**LISTED ENTRIES**
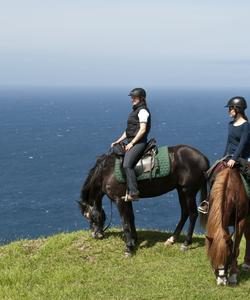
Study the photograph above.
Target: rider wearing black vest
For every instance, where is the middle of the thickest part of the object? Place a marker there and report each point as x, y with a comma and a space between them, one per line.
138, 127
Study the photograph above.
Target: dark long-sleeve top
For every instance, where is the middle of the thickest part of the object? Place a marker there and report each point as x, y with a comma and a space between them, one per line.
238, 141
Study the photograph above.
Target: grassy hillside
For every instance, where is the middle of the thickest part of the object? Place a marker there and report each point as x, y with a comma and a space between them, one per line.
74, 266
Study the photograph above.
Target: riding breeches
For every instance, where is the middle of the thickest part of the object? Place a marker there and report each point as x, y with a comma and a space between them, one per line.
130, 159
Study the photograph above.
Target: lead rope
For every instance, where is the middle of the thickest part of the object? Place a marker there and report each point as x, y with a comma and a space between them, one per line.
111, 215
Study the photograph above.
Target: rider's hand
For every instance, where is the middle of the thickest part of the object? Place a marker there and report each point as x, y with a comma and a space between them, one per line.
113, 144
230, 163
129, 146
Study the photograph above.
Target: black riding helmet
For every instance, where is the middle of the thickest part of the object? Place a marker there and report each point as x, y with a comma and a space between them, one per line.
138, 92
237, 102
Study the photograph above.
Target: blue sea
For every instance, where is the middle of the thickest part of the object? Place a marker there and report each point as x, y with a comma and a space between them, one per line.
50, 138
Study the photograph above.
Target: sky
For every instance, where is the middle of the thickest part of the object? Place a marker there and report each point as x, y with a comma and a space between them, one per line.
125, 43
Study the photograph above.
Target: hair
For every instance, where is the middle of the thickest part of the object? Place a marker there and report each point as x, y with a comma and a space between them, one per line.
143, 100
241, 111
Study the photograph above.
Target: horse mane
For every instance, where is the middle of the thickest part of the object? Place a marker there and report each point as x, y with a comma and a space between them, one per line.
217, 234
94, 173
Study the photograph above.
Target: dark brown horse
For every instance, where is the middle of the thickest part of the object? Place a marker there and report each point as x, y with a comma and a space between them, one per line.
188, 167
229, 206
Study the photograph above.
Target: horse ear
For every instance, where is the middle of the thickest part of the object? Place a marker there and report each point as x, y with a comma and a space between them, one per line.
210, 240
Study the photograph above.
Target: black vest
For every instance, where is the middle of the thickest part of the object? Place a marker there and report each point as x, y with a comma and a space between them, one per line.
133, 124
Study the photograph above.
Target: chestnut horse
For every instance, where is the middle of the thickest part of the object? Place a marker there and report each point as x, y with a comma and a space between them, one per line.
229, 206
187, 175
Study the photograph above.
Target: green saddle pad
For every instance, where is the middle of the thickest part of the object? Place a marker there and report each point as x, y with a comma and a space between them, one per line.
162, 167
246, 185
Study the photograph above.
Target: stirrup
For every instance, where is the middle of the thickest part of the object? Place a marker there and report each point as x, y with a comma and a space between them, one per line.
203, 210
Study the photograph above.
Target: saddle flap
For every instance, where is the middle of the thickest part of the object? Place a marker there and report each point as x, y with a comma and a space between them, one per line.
--
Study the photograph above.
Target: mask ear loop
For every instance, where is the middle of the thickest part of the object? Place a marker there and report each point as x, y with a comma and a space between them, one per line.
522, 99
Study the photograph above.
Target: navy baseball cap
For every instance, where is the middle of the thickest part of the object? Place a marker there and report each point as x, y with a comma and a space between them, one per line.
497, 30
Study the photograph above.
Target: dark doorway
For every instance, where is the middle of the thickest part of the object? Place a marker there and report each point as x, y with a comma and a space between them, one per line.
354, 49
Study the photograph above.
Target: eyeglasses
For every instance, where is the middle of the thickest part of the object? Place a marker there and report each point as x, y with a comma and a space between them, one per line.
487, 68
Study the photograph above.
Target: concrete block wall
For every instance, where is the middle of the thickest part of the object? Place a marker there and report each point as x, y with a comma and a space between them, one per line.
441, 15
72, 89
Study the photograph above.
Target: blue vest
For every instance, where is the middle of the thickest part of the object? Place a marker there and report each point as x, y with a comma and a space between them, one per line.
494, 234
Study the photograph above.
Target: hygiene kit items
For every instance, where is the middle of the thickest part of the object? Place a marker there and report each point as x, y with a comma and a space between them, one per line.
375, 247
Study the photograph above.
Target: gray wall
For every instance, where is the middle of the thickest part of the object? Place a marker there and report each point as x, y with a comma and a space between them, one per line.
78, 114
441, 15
* * *
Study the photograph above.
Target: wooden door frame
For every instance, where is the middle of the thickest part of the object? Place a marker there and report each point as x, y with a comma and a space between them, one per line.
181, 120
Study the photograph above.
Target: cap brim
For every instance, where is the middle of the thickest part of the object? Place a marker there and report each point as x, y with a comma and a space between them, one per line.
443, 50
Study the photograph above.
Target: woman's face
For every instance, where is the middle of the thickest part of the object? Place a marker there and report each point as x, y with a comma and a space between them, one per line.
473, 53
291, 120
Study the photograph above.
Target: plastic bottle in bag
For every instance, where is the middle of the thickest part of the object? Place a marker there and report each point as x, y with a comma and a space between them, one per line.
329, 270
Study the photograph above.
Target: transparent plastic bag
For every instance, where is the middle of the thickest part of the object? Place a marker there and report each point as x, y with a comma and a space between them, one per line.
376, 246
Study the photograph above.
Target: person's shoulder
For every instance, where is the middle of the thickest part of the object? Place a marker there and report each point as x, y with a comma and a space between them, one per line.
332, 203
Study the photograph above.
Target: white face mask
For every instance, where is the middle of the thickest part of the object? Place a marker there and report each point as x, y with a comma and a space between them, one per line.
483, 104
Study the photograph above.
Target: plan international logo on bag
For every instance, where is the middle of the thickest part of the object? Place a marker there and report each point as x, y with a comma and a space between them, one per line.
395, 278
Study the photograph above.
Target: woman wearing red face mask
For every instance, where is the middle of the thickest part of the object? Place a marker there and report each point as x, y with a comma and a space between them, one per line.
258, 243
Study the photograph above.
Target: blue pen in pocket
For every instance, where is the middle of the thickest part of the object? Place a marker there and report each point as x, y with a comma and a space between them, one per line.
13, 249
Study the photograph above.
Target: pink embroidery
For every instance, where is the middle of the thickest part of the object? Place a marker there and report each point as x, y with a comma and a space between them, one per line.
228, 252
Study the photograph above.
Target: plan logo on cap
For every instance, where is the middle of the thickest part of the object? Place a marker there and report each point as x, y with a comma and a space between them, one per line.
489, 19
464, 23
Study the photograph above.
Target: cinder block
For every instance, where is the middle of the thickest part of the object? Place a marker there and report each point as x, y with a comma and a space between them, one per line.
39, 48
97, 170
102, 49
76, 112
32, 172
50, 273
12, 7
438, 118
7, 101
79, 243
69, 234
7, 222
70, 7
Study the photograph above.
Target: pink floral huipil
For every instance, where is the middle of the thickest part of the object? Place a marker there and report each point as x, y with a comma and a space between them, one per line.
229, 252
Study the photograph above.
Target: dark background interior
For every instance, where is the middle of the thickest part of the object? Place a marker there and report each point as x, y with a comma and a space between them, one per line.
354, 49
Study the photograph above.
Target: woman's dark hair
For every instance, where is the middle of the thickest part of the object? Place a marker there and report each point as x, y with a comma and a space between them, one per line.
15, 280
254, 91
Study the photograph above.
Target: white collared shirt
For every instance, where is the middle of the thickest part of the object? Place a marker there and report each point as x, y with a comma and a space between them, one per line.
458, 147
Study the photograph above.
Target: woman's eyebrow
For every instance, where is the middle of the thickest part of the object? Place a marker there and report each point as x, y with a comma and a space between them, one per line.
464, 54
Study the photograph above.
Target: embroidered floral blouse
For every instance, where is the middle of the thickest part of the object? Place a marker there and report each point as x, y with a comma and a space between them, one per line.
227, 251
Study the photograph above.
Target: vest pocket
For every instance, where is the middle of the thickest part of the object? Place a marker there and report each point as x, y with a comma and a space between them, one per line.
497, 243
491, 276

**WORK ITEM**
A single number is the whole answer: report how many lines in the data above include the word "wearing".

**COMPLETED EXERCISE**
2